Copy out word for word everything from the line that contains "the woman wearing" down to the final line below, and nothing else.

(Data supplied)
★ ★ ★
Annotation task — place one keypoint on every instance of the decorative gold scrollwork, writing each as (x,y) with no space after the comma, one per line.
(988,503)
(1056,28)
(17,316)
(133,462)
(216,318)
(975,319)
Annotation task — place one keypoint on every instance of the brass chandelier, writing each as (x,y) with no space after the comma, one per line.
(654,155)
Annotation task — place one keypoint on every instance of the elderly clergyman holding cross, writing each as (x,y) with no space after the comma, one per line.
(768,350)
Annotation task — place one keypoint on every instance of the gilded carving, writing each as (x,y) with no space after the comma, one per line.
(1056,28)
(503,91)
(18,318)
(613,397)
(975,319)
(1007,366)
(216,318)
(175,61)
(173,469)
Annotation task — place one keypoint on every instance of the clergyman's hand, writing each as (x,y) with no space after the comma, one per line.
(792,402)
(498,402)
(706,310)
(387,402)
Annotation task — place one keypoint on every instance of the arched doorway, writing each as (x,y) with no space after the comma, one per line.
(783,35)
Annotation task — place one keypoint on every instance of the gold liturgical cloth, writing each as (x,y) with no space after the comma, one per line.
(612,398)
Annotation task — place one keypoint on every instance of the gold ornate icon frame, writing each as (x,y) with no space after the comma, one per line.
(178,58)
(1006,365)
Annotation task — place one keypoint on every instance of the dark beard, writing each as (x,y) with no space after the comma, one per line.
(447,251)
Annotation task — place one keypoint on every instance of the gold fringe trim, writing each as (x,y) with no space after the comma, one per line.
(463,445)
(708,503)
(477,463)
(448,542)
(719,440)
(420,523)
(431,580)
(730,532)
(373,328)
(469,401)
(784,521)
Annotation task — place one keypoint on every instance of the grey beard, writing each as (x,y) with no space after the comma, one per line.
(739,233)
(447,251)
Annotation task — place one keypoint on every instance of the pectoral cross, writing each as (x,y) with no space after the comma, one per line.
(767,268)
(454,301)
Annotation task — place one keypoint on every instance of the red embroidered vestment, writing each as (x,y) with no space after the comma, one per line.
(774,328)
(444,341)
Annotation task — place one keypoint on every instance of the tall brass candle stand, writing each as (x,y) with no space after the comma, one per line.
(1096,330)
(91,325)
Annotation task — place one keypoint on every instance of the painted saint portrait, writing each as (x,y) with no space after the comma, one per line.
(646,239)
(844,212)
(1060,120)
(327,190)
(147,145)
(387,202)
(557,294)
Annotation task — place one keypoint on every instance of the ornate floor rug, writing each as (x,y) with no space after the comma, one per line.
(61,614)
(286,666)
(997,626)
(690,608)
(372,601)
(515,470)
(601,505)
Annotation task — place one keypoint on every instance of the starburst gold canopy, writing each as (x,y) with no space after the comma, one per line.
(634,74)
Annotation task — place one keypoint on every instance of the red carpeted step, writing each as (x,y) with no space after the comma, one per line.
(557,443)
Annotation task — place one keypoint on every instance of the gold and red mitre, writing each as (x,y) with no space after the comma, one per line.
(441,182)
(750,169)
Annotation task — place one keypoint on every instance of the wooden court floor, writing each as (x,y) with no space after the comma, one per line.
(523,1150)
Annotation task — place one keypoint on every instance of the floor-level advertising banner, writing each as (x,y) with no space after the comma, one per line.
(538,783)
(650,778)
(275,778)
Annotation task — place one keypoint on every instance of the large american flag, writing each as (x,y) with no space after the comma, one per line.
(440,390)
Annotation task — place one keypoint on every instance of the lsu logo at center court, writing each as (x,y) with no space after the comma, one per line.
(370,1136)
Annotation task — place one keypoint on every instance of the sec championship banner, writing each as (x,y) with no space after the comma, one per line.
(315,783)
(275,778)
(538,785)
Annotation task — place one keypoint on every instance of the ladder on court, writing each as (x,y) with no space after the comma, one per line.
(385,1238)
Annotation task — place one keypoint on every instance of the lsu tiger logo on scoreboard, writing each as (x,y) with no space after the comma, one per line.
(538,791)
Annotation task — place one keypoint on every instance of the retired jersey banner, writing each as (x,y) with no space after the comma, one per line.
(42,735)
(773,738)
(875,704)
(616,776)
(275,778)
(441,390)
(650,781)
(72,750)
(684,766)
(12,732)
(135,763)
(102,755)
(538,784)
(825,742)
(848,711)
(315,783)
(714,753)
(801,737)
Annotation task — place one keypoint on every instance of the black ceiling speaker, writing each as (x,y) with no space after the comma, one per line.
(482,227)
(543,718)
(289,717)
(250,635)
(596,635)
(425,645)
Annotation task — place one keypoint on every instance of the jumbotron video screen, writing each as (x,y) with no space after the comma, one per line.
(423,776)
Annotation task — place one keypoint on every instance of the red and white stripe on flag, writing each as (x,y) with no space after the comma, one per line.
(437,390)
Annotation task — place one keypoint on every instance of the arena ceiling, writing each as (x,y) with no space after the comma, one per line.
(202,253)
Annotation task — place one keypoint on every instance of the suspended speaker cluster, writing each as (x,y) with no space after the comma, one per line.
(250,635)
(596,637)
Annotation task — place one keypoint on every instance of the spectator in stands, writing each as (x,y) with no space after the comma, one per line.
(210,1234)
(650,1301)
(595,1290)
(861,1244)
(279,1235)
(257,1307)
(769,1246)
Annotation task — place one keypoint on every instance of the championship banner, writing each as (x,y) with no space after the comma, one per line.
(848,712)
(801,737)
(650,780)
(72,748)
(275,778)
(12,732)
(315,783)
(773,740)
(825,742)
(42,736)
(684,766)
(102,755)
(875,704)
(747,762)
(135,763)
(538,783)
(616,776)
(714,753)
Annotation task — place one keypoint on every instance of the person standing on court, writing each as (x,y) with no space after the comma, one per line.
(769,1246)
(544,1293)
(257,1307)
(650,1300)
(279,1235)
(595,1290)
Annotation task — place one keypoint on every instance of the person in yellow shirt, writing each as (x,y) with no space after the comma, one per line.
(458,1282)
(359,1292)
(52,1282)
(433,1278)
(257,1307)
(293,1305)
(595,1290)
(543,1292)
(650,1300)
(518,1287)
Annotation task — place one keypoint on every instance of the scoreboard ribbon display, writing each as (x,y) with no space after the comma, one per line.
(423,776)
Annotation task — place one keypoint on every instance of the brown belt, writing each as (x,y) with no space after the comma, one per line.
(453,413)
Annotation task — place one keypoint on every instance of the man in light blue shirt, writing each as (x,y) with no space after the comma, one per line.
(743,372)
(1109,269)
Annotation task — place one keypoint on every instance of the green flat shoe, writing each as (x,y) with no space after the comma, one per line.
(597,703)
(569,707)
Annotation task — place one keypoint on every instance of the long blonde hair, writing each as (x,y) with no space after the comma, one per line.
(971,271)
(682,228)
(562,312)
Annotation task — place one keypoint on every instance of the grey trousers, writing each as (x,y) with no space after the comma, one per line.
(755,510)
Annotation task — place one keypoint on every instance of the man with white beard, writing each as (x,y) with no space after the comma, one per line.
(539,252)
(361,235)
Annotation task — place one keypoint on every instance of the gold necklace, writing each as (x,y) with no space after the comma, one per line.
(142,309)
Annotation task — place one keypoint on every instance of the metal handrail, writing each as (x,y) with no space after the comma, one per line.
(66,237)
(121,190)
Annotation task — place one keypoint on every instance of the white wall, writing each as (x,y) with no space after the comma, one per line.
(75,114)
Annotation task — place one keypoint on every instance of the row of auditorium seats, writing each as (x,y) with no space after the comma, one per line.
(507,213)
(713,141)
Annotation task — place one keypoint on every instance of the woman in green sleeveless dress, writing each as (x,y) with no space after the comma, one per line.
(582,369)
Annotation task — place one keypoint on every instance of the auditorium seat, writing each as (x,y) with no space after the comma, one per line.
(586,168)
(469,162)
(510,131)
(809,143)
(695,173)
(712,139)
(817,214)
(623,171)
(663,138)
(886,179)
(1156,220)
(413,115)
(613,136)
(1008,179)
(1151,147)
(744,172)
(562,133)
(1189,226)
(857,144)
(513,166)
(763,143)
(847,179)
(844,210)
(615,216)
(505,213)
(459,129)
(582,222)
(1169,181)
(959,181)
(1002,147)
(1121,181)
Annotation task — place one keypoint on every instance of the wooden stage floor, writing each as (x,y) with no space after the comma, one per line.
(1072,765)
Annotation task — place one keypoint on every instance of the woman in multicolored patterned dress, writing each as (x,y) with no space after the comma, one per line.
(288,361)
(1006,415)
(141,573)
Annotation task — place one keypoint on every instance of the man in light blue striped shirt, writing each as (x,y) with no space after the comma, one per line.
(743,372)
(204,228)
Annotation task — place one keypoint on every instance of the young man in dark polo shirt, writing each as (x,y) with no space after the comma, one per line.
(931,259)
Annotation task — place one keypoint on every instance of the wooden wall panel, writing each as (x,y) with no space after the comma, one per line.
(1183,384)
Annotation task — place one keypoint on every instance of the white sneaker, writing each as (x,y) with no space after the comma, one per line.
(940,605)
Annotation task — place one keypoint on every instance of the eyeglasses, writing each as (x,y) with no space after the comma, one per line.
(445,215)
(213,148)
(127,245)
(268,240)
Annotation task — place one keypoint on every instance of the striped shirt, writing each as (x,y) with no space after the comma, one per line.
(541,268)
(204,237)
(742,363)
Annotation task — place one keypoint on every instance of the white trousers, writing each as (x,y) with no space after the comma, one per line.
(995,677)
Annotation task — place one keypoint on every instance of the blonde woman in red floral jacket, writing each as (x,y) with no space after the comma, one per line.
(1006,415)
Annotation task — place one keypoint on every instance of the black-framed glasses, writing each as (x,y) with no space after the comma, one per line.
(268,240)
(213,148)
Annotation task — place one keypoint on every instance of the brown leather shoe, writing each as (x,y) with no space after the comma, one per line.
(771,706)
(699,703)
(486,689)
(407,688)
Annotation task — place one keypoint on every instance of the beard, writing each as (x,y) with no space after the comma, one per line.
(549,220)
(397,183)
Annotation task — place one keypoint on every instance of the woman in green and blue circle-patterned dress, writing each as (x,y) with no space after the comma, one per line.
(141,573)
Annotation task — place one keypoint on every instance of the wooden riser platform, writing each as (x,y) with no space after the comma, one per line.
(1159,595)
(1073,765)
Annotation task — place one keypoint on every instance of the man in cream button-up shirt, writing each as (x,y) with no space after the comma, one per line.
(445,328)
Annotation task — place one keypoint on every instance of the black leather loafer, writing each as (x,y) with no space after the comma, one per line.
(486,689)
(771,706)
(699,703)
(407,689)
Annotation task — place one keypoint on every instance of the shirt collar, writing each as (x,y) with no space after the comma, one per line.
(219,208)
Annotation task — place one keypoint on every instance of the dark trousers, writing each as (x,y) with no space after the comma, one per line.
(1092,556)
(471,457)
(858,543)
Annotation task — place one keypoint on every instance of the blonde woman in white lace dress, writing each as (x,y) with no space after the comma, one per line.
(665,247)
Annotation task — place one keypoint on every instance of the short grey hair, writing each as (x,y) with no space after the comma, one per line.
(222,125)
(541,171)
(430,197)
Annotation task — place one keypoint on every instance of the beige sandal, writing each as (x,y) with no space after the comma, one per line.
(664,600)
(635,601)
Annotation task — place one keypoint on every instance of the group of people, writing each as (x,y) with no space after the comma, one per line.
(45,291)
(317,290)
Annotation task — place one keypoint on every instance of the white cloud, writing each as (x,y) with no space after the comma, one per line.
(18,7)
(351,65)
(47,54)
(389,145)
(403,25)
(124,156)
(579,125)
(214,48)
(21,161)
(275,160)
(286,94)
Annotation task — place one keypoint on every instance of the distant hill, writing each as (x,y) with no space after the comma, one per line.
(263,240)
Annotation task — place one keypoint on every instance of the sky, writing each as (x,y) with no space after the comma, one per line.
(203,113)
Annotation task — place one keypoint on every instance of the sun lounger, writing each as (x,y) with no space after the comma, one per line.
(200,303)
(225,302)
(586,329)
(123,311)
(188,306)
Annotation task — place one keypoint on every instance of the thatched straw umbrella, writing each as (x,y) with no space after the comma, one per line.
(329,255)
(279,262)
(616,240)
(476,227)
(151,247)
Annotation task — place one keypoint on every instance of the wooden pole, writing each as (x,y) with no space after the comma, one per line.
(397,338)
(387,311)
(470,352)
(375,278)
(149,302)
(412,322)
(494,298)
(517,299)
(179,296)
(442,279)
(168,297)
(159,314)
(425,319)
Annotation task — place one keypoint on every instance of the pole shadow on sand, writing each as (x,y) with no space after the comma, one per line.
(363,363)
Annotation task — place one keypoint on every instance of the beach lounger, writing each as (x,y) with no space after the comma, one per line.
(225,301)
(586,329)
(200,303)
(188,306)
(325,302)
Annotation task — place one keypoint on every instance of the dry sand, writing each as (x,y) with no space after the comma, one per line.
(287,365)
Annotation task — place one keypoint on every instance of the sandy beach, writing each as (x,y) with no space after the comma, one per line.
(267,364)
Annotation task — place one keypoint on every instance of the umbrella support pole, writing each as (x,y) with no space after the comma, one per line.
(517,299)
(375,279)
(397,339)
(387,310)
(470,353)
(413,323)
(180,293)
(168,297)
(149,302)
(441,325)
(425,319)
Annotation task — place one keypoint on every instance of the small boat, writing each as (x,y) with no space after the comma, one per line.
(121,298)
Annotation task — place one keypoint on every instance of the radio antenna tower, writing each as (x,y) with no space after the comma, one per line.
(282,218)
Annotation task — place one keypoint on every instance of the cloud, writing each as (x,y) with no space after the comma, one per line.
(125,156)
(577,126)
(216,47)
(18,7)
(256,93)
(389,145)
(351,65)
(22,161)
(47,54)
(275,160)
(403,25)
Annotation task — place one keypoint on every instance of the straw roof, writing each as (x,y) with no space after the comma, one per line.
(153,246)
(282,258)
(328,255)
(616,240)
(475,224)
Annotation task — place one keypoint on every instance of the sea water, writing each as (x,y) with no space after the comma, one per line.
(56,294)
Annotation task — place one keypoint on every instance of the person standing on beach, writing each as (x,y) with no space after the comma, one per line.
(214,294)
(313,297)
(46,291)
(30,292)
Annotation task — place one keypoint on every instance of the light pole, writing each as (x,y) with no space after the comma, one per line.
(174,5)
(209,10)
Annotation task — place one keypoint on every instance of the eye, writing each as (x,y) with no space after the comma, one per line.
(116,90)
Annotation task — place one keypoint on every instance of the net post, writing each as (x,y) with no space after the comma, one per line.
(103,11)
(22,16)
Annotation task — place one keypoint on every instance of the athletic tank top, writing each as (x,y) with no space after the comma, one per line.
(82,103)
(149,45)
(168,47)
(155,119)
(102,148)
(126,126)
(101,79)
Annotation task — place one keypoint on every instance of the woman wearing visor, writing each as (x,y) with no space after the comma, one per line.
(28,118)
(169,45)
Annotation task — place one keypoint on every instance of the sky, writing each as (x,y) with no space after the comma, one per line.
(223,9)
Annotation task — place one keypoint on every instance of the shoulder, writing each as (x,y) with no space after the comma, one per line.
★ ★ ★
(Reply to the exercise)
Annotation task — place one keypoint on every instance of the woman wearing visor, writing each as (x,y) with no space after the comma, one per line.
(28,118)
(169,45)
Annotation task — place one keypoint on every instance of the sky, writing each as (x,y) with no space after the comma, one per line.
(223,9)
Annotation task — place one keypoint on every instance of the shoulder, writing each as (x,y) with no space after the comma, one per line.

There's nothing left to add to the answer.